The full set of entries, reproduced exactly, is the expected answer.

** Data for the task follows **

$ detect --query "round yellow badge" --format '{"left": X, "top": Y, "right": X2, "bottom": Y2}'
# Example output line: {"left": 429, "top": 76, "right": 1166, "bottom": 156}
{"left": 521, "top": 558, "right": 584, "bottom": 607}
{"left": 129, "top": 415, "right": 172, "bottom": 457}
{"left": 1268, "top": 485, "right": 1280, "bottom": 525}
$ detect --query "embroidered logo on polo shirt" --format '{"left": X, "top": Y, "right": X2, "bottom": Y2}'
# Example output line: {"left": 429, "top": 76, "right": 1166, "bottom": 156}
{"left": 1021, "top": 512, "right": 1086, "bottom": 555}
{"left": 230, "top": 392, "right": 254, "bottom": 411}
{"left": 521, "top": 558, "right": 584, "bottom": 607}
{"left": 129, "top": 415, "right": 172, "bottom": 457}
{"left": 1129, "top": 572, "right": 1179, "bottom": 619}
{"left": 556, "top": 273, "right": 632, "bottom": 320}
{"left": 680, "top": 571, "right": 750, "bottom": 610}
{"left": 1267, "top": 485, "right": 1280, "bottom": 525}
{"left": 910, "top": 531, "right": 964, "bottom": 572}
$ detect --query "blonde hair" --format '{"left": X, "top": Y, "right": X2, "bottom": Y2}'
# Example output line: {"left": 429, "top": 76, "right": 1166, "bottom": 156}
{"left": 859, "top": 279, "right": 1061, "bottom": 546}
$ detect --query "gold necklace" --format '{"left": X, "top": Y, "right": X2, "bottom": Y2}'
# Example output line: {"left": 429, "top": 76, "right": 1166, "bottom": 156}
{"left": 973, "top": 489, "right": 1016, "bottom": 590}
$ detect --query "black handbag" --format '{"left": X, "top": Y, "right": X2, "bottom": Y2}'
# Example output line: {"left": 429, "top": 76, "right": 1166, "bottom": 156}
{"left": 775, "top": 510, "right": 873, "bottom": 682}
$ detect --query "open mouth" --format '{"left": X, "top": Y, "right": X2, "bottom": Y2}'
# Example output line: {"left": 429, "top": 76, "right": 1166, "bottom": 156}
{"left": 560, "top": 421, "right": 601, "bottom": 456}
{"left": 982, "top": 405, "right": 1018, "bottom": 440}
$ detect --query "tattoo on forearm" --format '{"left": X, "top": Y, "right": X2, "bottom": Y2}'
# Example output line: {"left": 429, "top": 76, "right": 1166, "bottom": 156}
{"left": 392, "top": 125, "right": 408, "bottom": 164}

** End of Data for the task **

Response for this exercise:
$ detect --query "round yellow badge" --format '{"left": X, "top": Y, "right": X2, "bottom": Y2}'
# Example output line: {"left": 429, "top": 76, "right": 1166, "bottom": 156}
{"left": 521, "top": 558, "right": 584, "bottom": 607}
{"left": 129, "top": 415, "right": 172, "bottom": 457}
{"left": 1268, "top": 485, "right": 1280, "bottom": 525}
$ detect --query "embroidered logo on polo shirt" --format '{"left": X, "top": Y, "right": X2, "bottom": Y2}'
# Example output line: {"left": 429, "top": 76, "right": 1166, "bottom": 156}
{"left": 1021, "top": 512, "right": 1086, "bottom": 555}
{"left": 230, "top": 392, "right": 254, "bottom": 411}
{"left": 521, "top": 558, "right": 584, "bottom": 607}
{"left": 129, "top": 415, "right": 172, "bottom": 457}
{"left": 1129, "top": 572, "right": 1179, "bottom": 619}
{"left": 556, "top": 273, "right": 632, "bottom": 320}
{"left": 680, "top": 571, "right": 750, "bottom": 610}
{"left": 1267, "top": 485, "right": 1280, "bottom": 525}
{"left": 910, "top": 531, "right": 964, "bottom": 572}
$ detect --query "blonde hair" --format '{"left": X, "top": Y, "right": X2, "bottom": Y2}'
# Example output line: {"left": 429, "top": 76, "right": 1166, "bottom": 156}
{"left": 859, "top": 279, "right": 1061, "bottom": 546}
$ detect --query "gold necklace" --format '{"left": X, "top": Y, "right": X2, "bottom": Y2}'
# Example output line: {"left": 429, "top": 76, "right": 1166, "bottom": 156}
{"left": 973, "top": 489, "right": 1016, "bottom": 590}
$ detect --query "black handbag" --format '{"left": X, "top": Y, "right": X2, "bottom": Y2}'
# Example output line: {"left": 429, "top": 76, "right": 1166, "bottom": 156}
{"left": 775, "top": 510, "right": 873, "bottom": 682}
$ detect --query "open mouth" --format '{"left": X, "top": Y, "right": X2, "bottom": Y2}'
# Example output line: {"left": 429, "top": 76, "right": 1166, "bottom": 156}
{"left": 560, "top": 421, "right": 601, "bottom": 456}
{"left": 982, "top": 405, "right": 1018, "bottom": 440}
$ detect --query "tattoo on forearm" --format '{"left": X, "top": Y, "right": X2, "bottom": Y2}'
# Example output line: {"left": 429, "top": 76, "right": 1166, "bottom": 156}
{"left": 392, "top": 125, "right": 408, "bottom": 164}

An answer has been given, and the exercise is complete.